Bien des librairies ont un rayon Curiosa / Erotique et le Comptoir du Livre n’échappe pas à la règle, proposant une première édition de « Cerise ou le moment bien employé », par Dellfos, anagramme d’Eric Losfeld (1922-1977), ce Belge de Mouscron monté à Paris, qui édita entre autres Eugène Ionesco, Xavier Forneret, Benjamin Péret, Marcel Duchamp, Boris Vian ou Jacques Sternberg. Losfeld a également réédité le Marquis de Sade, Sacher Masoch et publié de nombreux ouvrages surréalistes et érotiques, notamment ceux d’Emmanuelle Arsan. Publié pour la première fois en 1969 (en réalité la première édition de cet ouvrage parut en 1959 mais passa totalement inaperçue), « Cerise ou le moment bien employé » est considéré comme un classique de la littérature érotique du XXe siècle. Écrit par un homme, cet ouvrage a le mérite de montrer un véritable désir de femme à regarder et à toucher un sexe d’homme comme objet de plaisir. Jaques Halbert s’est permis de tatouer la couverture rose de l’ouvrage d’une cerise vermillonne. Mieux même, il a donné une suite à l’ouvrage, peignant sous son nom propre, trois couvertures, comme une suite à ce « moment bien employé ». Le premier tome s’intitule « Gourmande », le second « Mouillée », le troisième « Eternelle », jaquettes sur bois de même couleur, elles aussi, cela va de soi (j’allais écrire cela bas de soie), estampillées d’une cerise baladeuse. L’œuvre est appétissante et l’on déguste les livres des yeux.

:::::

COURT EXERCICE A: Dites, s'il vous plaît, si chacune de ces affirmations concorde avec le texte sur « Cerise ou le moment bien employé » : (i) Dellfos est une anagramme d'Eric Losfeld ; (ii) la toute première édition de l'ouvrage date de 1969 ; (iii) Halbert a peint quatre couvertures. Répondez par oui ou non et citez les mots décisifs du texte.
COURT EXERCICE B: Reprenez le texte sur « Cerise ou le moment bien employé » juste après sa dernière phrase et prolongez-le de quelques lignes.

EXTRAIT SOURCE:
:::::

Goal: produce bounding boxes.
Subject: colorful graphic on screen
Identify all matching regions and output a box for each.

:::::

RÉPONSE A:
(i) Oui : « par Dellfos, anagramme d’Eric Losfeld ».
(ii) Non : « en réalité la première édition de cet ouvrage parut en 1959 mais passa totalement inaperçue ».
(iii) Non : « peignant sous son nom propre, trois couvertures ».

RÉPONSE B:
Plus récemment, Jacques Halbert a encerisé une nuisette et un string du même bleu que ses toiles les plus classiques. A l’instar de la fraise, de la framboise et du raisin, au paradis des sens, la cerise est nourriture des amants, symbole de sensualité et de volupté, corruptrice de la vertu. Jérôme Bosch, imaginant, le panneau central du Jardin des Délices, cette extension du paradis terrestre où un grouillement de nudités se livre à toutes sortes de divertissements charnels, l’avait déjà bien compris : l’humanité a les yeux plus grands que le ventre, n’envisageant pas d’autre destin que ces plaisirs et délices. Dans la vitrine, « Déshabillé » a rejoint les quatre ouvrage, tout comme cette noix de coco, ramenée de la Réunion (où l’artiste se commit d’ailleurs dans une performance de mariage culinaire), également estampillée de cerises. Jacques Halbert l’appelle « noix de cocotte ». Au rez-de-chaussée de la vitrine, comme s’ils avaient glissés sous le lit, à l’occasion d’un empressement bien compréhensible, il y a les chaussettes et le boxer de Monsieur. Un boxer Hotstream, – c’est tout dire – parsemé de cerises et des chaussettes Jipépé aux motifs « cherry ». Ces dernières sont signées Capitaine Lonchamps et portent la mention « Bien à toi ».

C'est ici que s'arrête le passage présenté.